[Detection annotation records]
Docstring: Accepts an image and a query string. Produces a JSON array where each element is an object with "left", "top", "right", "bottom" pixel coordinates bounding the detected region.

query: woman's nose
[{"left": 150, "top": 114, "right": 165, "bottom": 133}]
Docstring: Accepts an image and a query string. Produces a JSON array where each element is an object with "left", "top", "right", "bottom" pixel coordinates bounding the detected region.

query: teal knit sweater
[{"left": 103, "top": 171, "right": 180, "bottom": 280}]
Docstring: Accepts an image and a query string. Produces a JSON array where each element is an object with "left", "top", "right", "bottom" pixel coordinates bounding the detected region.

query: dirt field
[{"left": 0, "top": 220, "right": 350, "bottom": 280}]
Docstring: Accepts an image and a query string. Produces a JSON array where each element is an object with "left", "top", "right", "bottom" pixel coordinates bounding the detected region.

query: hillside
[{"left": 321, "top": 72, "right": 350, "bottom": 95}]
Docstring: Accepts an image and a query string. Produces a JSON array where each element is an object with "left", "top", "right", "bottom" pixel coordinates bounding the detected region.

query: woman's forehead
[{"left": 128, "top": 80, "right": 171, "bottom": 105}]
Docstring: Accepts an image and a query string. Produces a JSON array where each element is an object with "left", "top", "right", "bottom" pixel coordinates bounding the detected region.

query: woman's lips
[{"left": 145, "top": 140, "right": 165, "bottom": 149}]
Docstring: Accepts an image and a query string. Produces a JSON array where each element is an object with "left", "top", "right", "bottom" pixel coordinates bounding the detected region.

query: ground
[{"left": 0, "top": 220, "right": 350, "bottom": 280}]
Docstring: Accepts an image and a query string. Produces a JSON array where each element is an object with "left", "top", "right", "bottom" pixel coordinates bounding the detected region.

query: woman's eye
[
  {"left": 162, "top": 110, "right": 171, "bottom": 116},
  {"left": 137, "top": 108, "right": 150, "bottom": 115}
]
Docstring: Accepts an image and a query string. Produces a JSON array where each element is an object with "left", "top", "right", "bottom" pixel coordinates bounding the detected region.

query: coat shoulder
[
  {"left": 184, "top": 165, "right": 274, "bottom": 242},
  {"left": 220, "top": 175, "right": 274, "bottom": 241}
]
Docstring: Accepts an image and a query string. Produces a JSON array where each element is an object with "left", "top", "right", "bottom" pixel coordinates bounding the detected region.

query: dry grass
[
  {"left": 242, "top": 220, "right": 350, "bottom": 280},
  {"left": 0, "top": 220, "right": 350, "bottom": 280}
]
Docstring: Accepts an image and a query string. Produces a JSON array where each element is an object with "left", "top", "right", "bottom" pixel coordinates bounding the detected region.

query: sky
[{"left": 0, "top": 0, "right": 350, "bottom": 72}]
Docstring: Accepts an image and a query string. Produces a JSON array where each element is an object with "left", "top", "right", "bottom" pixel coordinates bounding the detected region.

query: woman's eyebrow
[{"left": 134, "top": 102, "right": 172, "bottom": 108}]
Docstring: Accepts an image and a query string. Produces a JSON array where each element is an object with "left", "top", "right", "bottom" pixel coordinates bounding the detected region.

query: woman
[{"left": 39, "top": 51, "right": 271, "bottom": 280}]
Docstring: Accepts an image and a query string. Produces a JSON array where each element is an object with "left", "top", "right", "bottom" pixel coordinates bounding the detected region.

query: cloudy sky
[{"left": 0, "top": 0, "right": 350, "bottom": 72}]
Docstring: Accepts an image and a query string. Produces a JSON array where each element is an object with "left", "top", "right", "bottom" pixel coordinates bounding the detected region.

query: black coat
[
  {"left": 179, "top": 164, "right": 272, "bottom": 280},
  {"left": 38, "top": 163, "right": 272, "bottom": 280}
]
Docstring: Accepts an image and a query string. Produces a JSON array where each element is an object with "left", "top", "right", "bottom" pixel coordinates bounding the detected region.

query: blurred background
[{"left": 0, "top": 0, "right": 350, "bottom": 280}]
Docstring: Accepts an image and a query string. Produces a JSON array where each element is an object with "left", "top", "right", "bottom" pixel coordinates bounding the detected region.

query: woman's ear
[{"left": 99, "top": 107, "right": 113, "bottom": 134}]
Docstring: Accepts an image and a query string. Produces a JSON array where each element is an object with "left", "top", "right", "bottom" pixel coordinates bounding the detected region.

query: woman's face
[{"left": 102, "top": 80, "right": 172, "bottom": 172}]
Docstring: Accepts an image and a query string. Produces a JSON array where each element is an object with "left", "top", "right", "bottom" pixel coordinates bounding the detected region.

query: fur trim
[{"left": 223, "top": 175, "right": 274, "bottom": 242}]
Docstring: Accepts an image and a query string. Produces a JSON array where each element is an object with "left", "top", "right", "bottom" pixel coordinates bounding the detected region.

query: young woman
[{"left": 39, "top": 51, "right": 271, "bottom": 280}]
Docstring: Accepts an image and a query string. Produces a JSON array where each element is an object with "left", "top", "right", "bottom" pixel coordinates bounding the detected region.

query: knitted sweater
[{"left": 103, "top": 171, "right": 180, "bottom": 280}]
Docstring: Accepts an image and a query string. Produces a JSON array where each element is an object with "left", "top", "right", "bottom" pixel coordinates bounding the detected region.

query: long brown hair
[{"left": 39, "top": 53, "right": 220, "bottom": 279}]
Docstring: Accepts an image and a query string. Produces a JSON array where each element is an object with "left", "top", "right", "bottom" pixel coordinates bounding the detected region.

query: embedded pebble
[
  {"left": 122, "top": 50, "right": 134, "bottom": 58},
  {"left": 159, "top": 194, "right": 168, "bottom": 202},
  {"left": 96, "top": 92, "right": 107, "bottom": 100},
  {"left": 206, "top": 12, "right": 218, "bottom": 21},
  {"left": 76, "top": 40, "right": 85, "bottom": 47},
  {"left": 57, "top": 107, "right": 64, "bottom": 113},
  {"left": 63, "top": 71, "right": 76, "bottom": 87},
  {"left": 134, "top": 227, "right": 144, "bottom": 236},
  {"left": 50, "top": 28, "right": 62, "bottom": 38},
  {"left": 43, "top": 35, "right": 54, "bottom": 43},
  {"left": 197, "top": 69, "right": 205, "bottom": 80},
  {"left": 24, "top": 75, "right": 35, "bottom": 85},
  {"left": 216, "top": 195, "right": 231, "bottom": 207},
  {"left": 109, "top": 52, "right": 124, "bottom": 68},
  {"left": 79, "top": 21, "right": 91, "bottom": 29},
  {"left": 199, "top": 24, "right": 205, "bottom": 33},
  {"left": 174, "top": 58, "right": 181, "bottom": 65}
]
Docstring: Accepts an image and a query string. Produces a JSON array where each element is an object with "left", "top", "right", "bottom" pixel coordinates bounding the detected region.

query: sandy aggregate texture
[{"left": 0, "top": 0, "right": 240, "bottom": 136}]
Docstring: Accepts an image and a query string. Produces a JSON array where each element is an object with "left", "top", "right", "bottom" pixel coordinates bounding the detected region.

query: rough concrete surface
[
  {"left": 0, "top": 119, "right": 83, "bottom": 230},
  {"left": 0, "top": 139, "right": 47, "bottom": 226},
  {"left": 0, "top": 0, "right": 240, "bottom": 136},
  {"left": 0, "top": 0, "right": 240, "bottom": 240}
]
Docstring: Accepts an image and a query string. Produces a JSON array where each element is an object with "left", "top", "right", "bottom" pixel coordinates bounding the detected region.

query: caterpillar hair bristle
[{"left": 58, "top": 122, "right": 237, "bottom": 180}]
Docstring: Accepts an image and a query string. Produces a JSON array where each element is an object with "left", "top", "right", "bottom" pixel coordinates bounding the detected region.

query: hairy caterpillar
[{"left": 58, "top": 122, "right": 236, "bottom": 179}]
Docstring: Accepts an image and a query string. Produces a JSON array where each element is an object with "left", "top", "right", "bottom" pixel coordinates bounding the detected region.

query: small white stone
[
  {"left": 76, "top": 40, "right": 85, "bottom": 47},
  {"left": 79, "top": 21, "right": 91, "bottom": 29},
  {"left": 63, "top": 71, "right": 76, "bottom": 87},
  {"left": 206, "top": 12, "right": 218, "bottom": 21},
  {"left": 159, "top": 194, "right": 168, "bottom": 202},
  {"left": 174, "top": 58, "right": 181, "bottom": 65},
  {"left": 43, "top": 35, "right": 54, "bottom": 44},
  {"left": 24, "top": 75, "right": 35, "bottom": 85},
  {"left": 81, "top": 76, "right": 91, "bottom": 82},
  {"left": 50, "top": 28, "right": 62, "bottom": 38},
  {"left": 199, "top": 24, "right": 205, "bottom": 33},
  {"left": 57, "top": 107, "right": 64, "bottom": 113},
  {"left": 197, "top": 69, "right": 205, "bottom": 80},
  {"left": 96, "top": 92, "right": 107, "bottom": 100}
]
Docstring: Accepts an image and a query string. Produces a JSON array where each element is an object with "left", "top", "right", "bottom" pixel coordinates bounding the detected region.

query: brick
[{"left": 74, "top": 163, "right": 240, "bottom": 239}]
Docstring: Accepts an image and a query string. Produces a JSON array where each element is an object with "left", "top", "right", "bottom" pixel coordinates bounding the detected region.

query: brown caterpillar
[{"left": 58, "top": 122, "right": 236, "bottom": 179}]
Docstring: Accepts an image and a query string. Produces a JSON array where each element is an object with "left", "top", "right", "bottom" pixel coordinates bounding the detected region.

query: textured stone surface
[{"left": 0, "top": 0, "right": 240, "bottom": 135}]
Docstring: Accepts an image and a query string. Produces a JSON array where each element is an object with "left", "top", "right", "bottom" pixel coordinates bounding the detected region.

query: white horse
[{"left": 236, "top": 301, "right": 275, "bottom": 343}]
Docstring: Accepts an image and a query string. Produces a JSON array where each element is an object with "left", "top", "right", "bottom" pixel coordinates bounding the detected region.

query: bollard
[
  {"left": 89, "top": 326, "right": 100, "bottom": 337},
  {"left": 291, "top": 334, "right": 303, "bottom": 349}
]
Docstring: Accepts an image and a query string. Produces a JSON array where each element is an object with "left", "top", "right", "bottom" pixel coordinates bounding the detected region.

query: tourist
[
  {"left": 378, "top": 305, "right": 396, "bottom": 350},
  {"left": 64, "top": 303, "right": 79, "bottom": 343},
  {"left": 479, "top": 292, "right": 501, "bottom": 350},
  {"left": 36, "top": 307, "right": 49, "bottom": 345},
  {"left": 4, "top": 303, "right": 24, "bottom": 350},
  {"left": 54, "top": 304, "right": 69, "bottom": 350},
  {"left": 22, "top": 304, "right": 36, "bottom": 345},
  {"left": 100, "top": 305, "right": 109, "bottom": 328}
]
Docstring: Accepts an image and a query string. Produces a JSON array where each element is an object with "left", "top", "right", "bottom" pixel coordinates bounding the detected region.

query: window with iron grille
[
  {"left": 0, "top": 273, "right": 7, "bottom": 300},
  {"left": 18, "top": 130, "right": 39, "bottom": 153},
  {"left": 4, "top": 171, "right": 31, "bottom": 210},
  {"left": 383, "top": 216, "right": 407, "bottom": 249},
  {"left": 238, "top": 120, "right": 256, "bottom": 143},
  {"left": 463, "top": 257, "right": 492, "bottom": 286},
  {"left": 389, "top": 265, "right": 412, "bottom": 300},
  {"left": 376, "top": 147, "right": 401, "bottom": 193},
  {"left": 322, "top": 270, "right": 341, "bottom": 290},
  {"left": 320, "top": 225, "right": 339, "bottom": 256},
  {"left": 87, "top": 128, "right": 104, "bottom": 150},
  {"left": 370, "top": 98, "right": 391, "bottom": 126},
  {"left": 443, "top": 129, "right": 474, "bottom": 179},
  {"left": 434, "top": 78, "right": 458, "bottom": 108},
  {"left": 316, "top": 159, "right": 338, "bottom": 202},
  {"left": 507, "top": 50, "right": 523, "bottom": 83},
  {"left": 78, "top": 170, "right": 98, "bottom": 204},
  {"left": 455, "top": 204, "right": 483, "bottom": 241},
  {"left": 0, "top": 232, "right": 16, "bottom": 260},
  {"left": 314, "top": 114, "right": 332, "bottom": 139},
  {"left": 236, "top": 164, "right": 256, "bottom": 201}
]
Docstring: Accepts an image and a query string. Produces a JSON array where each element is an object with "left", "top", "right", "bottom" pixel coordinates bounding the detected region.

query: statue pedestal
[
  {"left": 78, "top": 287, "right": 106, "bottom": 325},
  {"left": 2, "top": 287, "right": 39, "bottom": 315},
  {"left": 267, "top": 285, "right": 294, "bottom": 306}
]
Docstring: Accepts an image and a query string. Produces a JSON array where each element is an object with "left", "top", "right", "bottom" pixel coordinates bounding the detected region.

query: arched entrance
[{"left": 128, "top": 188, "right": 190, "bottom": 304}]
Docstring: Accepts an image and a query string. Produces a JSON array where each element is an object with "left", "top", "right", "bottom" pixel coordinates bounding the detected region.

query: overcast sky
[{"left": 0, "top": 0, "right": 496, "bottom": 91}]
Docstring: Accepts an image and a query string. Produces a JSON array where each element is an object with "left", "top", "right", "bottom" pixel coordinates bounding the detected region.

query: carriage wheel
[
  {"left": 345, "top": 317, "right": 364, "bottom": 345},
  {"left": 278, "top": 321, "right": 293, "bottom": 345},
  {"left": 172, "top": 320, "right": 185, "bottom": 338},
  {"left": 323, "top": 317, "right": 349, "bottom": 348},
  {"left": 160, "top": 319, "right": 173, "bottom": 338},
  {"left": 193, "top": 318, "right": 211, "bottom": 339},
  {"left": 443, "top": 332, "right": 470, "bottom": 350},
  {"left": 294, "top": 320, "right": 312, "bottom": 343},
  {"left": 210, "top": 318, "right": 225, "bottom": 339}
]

§ **Exercise prompt**: Which lines of the records above contain the word "sweater"? Identify each one and copy it out in full.

§ **Solved exercise**:
query: teal knit sweater
query: knitted sweater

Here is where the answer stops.